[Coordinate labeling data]
•••••
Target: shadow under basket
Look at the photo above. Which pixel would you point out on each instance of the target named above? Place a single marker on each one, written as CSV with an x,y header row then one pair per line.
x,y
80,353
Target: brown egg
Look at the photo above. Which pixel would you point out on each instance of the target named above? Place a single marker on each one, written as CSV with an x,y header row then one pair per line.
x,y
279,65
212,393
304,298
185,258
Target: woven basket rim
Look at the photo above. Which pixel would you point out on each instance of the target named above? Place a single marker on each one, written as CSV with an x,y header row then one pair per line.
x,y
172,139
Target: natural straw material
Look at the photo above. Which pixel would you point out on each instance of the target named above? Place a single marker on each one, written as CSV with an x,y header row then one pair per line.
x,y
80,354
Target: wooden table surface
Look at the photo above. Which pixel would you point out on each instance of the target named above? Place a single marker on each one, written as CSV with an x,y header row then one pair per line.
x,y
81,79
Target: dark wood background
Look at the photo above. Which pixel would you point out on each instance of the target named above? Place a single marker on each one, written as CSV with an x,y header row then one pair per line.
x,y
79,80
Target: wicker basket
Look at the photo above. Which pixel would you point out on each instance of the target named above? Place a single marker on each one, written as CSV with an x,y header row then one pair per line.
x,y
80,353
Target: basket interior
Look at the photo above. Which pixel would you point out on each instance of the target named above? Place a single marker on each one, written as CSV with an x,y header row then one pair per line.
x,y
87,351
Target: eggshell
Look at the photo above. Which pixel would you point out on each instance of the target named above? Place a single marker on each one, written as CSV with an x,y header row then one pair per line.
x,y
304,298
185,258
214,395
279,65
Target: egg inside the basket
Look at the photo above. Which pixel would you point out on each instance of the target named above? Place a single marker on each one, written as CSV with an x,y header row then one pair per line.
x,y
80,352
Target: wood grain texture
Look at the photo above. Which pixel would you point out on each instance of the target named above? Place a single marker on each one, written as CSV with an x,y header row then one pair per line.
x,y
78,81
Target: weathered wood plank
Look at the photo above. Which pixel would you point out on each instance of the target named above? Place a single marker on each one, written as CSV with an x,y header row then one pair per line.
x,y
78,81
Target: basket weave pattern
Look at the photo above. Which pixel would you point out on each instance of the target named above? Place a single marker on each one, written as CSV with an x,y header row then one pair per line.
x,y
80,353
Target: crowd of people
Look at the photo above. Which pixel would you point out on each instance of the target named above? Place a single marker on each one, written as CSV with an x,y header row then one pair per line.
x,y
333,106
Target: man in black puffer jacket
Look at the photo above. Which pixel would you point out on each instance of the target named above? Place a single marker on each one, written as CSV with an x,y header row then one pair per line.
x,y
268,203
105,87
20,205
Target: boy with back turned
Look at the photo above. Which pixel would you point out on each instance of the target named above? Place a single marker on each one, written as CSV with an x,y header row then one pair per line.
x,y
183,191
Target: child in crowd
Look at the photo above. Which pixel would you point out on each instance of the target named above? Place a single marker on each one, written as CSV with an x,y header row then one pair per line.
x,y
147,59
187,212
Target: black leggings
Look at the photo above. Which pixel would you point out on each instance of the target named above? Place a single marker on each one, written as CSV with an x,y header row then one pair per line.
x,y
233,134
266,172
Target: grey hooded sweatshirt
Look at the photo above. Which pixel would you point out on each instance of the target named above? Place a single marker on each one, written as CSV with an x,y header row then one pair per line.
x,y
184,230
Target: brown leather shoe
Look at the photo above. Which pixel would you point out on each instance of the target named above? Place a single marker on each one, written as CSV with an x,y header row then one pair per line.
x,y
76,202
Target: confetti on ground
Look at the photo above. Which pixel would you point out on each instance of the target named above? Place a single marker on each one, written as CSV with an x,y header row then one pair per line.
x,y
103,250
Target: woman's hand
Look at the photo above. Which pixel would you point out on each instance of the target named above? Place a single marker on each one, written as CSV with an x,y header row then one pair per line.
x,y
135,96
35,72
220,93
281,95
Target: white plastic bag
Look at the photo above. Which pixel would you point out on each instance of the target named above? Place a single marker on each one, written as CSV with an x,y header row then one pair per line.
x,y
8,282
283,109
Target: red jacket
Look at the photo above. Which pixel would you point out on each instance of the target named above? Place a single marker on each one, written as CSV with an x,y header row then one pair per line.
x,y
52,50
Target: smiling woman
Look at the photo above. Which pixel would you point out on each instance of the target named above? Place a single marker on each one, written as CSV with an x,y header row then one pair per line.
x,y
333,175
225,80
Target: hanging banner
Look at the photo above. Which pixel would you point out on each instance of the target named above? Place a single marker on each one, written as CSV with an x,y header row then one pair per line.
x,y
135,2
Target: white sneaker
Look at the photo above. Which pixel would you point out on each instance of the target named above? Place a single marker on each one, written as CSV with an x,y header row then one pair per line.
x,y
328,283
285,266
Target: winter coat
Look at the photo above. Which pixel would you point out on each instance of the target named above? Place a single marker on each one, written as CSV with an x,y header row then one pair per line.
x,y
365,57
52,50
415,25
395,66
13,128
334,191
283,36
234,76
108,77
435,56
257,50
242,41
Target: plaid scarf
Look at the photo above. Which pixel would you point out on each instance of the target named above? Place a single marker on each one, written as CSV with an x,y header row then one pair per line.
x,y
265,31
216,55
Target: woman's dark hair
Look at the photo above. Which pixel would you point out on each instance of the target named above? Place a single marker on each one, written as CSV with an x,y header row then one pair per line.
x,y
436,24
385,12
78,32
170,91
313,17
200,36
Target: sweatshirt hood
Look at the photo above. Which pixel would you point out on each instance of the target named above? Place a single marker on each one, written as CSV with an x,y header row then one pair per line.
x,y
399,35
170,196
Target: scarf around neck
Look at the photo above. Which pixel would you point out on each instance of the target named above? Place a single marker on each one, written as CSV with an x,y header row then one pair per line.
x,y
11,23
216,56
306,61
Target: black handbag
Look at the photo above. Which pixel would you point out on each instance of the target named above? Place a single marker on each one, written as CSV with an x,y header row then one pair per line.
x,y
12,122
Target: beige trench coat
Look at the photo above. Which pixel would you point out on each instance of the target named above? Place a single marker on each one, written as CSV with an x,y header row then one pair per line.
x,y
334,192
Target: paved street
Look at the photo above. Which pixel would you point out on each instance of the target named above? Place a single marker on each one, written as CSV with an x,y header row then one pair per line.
•••••
§ Exercise prompt: Rewrite every line, starting at the line that contains "Target: beige trench coat" and ending at the last line of the data, both included. Move each answer coordinate by -86 and leave everything else unchanged.

§ Output for this task:
Target: beige trench coat
Look at the photo above. Which pixel would you point out on each instance of the target named above? Place a single marker on each one, written as CSV with an x,y header row then one pair per line.
x,y
248,106
Target: paved street
Look at the photo above. Which pixel would you point out on each instance of the target named above? Place a single marker on each one, written as CSV with an x,y header row then one pair per line.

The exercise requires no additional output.